Stated task »
Please reproduce the stretch of the listing from the line containing "like [(237, 395)]." through the end of the listing, word for word and with that line included. Leave the pictures out of your copy.

Data »
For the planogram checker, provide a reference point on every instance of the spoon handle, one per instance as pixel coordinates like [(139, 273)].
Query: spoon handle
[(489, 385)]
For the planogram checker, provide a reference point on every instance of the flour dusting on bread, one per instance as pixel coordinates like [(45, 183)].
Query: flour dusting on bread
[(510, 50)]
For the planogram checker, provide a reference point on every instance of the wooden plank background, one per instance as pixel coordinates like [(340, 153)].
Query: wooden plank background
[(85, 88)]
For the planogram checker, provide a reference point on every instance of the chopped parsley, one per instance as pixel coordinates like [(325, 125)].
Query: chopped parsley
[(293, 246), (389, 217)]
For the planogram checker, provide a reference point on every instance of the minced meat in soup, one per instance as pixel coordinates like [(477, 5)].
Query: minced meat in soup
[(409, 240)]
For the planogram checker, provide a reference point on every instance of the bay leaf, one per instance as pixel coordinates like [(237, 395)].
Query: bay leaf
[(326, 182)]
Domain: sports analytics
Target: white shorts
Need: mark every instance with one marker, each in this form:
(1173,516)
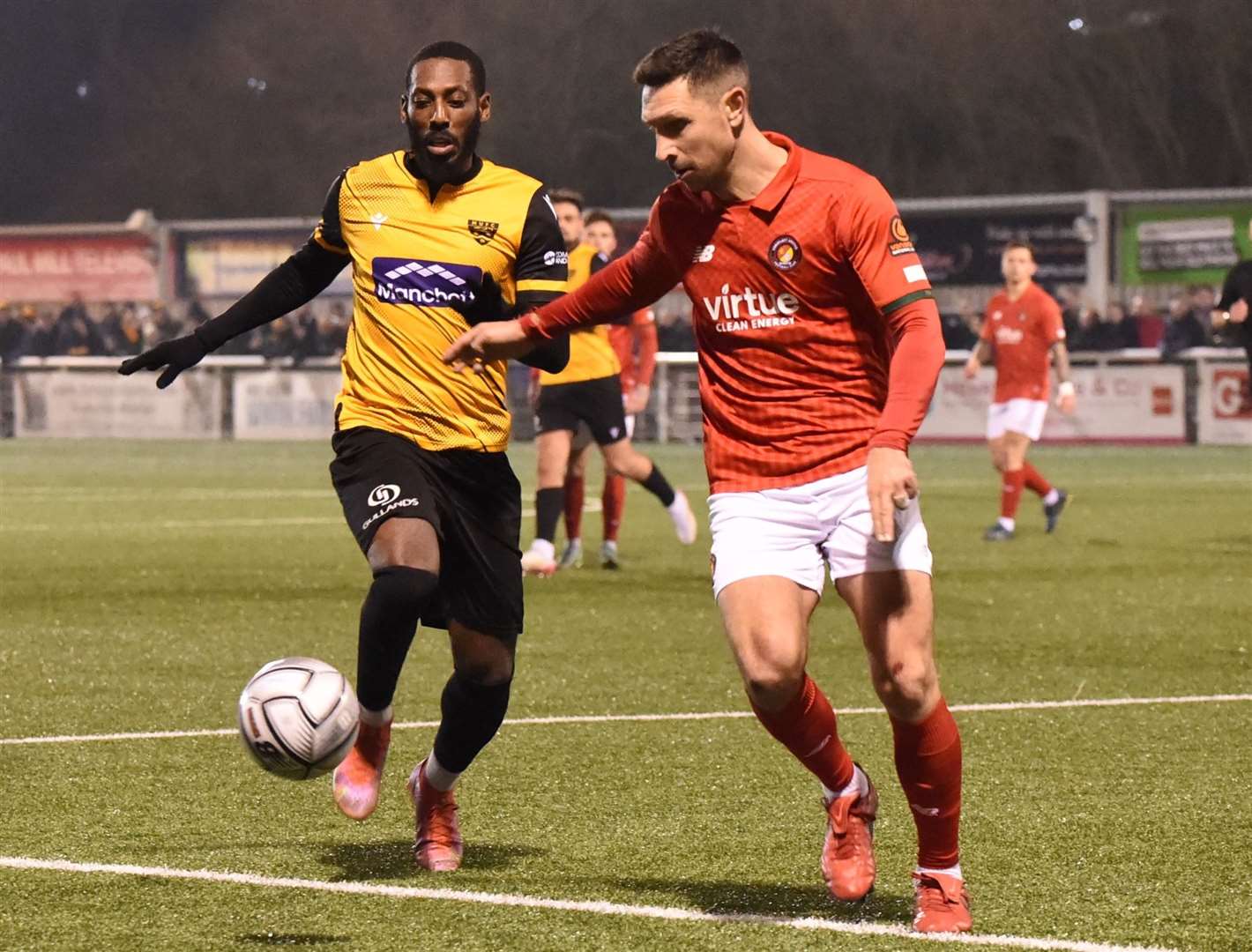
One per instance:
(799,531)
(1017,415)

Problem solution »
For the planogram checker, provide a reference point on every instance of the bay leaf, one per instance as pixel coordinates like [(237, 395)].
Query: bay leaf
[(326, 182)]
Domain: sports analytics
Target: white shorts
Need: mark every instance with one marker, each in this form:
(1173,516)
One per instance:
(799,531)
(1017,415)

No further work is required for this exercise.